Written problem> Please turn everything from the line containing "Reviewer note: confirm that each instance of the person's" down to the end of the data into a Markdown table with the columns Row and Data line, numbering each line and skipping blank lines.

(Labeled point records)
--
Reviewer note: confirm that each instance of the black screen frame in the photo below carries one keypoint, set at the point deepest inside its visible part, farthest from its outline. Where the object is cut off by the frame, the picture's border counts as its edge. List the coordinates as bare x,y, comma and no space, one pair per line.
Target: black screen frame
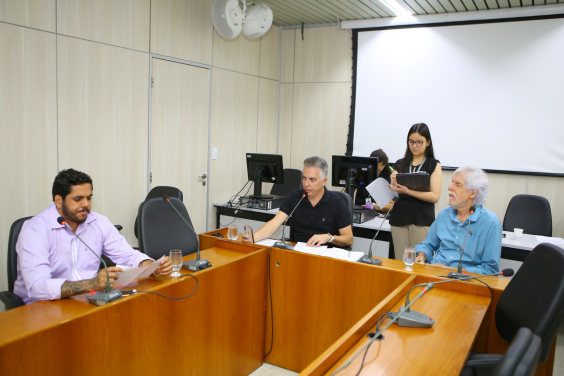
350,138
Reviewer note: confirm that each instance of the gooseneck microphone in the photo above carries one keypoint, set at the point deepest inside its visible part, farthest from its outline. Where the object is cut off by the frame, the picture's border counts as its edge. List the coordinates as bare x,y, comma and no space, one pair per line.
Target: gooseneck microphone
282,244
192,265
99,298
368,259
415,319
459,274
377,335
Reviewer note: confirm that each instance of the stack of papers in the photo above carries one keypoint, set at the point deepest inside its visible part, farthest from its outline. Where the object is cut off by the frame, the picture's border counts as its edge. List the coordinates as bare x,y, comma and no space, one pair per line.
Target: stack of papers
547,239
336,253
130,273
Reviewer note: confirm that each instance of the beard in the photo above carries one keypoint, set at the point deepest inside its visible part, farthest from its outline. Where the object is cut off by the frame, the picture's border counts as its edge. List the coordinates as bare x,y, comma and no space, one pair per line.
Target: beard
457,204
71,216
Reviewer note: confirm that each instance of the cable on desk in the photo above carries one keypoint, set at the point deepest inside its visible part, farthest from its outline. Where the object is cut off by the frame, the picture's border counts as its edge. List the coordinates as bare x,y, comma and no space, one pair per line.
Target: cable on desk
380,319
476,279
271,311
491,291
169,297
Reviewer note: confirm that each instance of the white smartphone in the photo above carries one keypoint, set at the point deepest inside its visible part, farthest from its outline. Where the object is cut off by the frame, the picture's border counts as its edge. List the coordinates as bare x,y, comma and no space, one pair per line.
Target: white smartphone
249,232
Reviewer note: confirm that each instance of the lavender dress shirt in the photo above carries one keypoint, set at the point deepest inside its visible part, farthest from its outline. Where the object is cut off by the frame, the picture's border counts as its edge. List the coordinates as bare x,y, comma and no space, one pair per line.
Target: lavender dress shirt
49,254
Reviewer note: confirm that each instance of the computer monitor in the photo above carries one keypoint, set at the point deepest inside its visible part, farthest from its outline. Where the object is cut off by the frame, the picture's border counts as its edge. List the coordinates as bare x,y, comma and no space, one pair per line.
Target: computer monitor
353,172
264,168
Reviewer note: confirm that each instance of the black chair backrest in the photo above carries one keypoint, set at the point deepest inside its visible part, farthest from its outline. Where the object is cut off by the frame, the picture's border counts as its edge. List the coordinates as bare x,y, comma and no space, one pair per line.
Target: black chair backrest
161,229
535,297
12,254
522,356
531,213
159,192
292,180
348,200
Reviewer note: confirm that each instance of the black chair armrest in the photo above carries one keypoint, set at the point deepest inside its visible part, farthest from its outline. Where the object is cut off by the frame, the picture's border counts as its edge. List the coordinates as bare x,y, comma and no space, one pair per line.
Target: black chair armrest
482,364
11,300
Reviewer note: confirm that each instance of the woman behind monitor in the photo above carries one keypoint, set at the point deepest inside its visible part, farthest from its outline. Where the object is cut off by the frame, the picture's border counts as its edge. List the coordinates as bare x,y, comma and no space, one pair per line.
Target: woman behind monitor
383,172
414,212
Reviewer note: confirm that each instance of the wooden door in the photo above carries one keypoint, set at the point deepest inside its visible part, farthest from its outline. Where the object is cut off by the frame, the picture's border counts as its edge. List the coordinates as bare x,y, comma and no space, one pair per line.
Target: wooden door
179,133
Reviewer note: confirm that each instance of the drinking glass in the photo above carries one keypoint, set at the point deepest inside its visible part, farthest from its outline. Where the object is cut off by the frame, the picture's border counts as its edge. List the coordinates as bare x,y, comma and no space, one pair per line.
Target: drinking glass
409,258
233,232
176,258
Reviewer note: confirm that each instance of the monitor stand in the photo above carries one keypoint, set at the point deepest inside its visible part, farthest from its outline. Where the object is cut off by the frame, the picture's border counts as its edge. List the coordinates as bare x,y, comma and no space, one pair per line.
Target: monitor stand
257,193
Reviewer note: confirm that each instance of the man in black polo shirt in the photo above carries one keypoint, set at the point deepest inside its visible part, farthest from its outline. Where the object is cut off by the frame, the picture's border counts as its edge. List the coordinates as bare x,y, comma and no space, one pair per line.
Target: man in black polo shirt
322,218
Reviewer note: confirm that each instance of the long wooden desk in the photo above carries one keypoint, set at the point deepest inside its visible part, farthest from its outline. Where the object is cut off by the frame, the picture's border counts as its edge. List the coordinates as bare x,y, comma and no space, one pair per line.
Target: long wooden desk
321,308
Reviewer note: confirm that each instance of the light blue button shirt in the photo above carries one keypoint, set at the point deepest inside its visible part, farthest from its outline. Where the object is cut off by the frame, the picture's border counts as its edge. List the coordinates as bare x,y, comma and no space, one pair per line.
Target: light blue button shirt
446,237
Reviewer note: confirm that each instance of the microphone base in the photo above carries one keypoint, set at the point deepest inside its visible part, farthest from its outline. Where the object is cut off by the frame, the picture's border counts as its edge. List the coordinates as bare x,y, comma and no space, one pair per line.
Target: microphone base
369,260
196,265
454,275
413,319
101,298
283,245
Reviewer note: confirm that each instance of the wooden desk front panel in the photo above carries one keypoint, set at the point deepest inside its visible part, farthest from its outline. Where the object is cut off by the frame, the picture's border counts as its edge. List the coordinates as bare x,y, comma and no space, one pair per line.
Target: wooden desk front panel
440,350
316,300
217,331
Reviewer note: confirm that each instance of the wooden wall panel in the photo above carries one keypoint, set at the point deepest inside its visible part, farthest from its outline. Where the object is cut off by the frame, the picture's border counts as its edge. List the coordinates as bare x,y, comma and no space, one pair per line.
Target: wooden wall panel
320,121
38,14
267,127
285,123
123,23
241,54
287,60
103,124
233,133
182,29
325,55
270,53
28,127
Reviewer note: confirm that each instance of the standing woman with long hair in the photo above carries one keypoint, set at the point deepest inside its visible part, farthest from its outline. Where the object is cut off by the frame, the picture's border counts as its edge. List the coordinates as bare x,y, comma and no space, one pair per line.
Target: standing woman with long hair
414,212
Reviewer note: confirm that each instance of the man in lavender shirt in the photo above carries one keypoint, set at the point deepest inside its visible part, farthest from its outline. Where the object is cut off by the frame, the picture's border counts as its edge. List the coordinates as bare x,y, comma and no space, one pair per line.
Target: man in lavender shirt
53,263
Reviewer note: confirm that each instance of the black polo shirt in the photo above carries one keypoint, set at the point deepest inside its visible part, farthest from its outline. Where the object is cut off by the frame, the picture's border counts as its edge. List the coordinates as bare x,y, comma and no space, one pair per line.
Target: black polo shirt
328,216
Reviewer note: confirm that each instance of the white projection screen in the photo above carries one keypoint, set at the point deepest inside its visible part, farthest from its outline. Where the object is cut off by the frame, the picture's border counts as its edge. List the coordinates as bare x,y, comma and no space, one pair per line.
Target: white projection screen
492,94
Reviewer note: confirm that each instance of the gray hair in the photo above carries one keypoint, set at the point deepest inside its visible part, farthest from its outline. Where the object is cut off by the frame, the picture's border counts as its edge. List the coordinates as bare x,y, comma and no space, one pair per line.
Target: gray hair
477,181
318,162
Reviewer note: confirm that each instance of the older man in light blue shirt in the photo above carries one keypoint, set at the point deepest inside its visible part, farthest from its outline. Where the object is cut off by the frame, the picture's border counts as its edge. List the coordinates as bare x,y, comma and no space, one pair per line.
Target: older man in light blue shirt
445,240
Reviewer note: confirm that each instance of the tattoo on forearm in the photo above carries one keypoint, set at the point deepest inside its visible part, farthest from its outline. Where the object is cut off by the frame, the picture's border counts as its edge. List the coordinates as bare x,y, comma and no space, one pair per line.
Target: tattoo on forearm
76,288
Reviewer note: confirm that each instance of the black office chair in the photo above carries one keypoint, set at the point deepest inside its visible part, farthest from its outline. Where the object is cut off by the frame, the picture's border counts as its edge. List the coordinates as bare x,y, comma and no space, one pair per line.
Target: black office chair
520,359
159,192
533,299
533,215
10,299
161,229
522,356
292,180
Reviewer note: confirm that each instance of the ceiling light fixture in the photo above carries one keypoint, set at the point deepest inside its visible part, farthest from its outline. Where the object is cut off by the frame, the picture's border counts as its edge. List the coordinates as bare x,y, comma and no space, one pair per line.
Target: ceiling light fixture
229,19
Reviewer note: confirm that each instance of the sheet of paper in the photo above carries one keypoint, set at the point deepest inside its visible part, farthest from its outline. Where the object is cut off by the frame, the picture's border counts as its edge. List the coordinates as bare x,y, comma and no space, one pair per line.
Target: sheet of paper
128,275
302,247
380,191
131,273
150,269
343,254
267,242
546,239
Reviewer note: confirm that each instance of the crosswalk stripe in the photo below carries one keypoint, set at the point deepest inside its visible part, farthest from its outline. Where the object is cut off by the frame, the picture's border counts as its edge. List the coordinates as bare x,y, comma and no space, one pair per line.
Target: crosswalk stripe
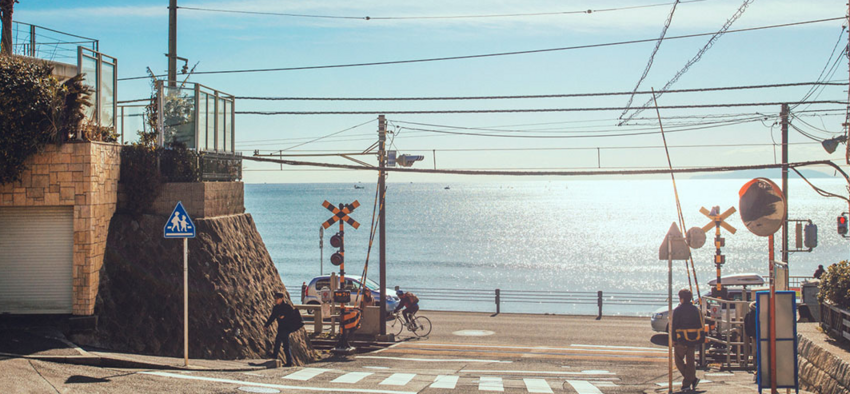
537,386
398,379
351,377
584,387
444,382
490,383
306,374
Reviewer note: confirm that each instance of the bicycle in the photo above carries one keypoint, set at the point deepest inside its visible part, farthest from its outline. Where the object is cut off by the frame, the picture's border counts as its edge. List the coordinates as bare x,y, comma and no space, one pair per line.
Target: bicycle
419,326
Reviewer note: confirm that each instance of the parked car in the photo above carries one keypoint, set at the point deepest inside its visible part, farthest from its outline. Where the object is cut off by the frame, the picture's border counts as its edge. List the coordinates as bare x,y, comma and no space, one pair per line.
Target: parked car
310,295
737,286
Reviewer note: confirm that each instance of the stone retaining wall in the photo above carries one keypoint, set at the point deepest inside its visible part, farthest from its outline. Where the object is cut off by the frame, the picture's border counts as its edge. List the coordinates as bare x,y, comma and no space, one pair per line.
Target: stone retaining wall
83,175
821,371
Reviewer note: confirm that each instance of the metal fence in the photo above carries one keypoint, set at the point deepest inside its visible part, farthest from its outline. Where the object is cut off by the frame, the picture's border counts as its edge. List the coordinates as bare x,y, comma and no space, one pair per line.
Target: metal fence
48,44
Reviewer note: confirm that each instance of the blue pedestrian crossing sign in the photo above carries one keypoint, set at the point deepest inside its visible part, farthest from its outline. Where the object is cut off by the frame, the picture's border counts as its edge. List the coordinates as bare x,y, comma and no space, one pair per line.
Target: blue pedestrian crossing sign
179,224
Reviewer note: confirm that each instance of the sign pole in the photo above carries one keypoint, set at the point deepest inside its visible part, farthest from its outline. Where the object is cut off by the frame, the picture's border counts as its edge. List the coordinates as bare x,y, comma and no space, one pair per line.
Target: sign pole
670,314
186,301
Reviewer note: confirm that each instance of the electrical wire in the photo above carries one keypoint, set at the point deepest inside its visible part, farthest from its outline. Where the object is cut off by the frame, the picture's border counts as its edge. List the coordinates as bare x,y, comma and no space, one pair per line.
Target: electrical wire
486,55
528,110
694,59
369,18
651,59
539,96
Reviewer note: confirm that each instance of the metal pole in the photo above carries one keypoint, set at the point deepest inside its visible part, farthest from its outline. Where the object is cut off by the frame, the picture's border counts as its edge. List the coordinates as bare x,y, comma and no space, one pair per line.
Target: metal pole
783,114
186,301
670,314
172,43
772,318
382,230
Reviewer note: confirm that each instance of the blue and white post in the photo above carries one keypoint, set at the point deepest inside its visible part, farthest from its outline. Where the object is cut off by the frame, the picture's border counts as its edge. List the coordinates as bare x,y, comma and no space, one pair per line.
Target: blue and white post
179,225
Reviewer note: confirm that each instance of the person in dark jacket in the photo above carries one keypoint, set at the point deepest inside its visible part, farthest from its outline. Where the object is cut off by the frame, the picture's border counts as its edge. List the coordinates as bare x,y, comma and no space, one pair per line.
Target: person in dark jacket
688,333
284,314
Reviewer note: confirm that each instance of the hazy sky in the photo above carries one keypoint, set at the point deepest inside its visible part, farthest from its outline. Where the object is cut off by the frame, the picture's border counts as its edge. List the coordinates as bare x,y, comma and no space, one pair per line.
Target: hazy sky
136,32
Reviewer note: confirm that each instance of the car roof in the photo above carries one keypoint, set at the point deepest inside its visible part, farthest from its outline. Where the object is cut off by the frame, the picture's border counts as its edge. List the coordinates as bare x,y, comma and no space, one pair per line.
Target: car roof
739,280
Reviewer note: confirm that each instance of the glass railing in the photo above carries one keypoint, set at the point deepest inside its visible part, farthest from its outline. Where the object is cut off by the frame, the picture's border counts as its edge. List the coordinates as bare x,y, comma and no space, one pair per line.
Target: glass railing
196,115
48,44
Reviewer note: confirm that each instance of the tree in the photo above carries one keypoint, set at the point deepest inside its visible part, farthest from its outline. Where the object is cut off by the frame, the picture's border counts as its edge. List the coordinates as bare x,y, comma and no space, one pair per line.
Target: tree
6,9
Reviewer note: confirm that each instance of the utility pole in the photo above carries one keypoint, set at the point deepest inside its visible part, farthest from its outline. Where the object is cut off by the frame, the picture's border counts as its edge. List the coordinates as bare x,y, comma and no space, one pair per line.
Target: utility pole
382,230
783,116
172,43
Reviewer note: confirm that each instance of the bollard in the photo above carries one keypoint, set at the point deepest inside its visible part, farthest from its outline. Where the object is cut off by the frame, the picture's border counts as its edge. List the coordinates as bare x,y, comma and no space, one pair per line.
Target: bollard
599,302
498,301
317,321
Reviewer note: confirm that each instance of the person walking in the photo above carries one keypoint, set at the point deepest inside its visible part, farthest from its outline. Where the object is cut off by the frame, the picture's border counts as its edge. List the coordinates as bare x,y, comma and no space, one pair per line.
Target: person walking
288,321
688,333
819,272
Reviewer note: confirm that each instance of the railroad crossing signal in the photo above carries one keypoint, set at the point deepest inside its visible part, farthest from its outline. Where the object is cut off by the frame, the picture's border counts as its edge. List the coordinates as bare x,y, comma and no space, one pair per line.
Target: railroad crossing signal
718,221
341,214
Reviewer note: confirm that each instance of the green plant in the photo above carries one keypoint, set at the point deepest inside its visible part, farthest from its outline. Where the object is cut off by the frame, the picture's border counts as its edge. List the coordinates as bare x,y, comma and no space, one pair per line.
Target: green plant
27,97
140,177
835,285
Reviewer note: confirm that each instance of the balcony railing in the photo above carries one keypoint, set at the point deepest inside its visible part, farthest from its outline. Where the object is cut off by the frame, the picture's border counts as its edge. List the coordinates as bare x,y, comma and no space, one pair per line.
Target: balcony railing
196,115
48,44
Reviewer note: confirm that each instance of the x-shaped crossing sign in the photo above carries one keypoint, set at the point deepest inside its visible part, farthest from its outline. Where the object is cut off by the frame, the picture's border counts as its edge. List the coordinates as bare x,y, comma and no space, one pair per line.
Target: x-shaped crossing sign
715,217
341,214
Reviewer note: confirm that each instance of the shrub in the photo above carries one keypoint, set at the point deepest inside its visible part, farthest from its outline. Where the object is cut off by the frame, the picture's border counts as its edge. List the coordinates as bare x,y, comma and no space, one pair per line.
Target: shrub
835,285
26,98
140,177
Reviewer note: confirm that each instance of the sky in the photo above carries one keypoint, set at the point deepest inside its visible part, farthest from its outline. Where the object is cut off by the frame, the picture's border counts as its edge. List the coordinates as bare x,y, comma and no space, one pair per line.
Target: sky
136,33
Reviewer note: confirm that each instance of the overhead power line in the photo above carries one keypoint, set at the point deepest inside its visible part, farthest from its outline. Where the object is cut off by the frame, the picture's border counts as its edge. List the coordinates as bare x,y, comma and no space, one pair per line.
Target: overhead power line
651,57
723,30
514,53
369,18
538,96
525,110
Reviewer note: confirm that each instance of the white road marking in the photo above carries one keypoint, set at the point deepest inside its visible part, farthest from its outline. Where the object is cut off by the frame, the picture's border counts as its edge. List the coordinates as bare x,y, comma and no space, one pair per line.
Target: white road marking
537,386
275,386
574,348
444,382
306,374
398,379
620,347
490,383
584,387
351,377
540,372
437,360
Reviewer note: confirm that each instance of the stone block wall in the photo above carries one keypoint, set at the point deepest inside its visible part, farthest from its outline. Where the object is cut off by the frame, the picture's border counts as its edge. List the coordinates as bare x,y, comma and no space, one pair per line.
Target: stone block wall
201,199
83,175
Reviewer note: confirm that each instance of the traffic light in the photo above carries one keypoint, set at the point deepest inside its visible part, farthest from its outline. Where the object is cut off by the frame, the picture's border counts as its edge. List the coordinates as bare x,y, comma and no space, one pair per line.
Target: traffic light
336,241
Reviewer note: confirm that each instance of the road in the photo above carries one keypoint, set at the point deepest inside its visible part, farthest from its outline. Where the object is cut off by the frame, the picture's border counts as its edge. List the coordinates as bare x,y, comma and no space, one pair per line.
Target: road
465,353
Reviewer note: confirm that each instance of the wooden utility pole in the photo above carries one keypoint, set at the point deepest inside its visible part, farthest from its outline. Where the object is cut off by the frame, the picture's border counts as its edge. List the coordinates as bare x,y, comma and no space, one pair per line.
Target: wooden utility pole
7,7
172,43
382,230
783,116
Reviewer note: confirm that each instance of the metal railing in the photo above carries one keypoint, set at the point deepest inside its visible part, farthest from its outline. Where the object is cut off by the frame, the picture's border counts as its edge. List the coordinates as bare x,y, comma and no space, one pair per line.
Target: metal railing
196,115
48,44
499,296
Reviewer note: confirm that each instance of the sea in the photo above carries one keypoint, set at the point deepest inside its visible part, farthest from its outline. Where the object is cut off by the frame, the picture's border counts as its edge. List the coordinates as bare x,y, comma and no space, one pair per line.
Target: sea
551,237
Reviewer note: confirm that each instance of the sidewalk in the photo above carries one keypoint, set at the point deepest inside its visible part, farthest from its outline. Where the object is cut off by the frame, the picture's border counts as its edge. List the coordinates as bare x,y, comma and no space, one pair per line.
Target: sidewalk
51,345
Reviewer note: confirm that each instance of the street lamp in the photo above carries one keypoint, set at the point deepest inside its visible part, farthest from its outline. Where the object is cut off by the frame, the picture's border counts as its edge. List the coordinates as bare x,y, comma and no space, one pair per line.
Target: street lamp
832,143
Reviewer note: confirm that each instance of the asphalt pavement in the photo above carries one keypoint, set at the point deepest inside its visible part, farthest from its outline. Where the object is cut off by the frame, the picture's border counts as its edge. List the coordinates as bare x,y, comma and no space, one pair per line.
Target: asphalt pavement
464,353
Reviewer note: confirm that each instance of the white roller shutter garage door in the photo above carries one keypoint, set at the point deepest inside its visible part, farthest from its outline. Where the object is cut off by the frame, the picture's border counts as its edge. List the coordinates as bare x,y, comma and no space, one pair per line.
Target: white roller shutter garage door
36,260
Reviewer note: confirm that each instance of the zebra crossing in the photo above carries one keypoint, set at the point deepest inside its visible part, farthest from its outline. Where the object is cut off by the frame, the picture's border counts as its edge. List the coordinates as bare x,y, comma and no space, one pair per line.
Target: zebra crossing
587,382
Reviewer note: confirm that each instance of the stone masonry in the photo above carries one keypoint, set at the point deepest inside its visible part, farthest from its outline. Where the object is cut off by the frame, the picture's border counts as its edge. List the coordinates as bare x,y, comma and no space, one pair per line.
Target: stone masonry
83,175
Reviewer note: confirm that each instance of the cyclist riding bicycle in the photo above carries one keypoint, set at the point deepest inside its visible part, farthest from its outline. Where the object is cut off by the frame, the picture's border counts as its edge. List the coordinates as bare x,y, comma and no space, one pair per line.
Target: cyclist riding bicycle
409,302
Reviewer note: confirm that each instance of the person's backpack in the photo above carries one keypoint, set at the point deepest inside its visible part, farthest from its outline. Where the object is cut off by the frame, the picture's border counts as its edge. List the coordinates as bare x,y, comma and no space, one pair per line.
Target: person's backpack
413,298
--
Solution for this task>
| Row | Data line |
|---|---|
| 1 | Reviewer note: confirm that each instance of the person's backpack in the photo above carries one keypoint, set at the point deepest inside its visible part, farthest from its outline. Where the object is cut off by the frame, the picture's border counts as its edge. List the coordinates as bare x,y, comma and no space, one pair per line. |
| 2 | Target: person's backpack |
| 3 | 413,298 |